INSTRUCTION: Can you rewrite the records below with "green grass" replaced by "dry grass" and everything else left unchanged? Leave the pictures out of your answer.

----

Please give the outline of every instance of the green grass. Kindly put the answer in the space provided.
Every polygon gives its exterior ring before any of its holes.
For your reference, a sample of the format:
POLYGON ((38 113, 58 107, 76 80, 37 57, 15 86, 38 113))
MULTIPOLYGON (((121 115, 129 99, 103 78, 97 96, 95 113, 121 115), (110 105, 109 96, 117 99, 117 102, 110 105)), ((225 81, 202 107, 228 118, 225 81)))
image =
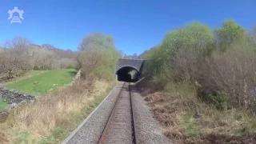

----

FINAL ANSWER:
Please give the outline of every instance of the dry grass. Kindly put the answer in the space provided.
Every polygon gives its exterior ring before any of its holes.
For your reference, a sample of the format:
POLYGON ((38 113, 58 107, 76 80, 37 57, 15 86, 38 113))
MULTIPOLYGON (((121 115, 129 99, 103 78, 97 96, 95 113, 121 115), (110 105, 109 96, 117 99, 117 102, 110 105)), ((225 81, 202 107, 228 118, 225 81)))
image =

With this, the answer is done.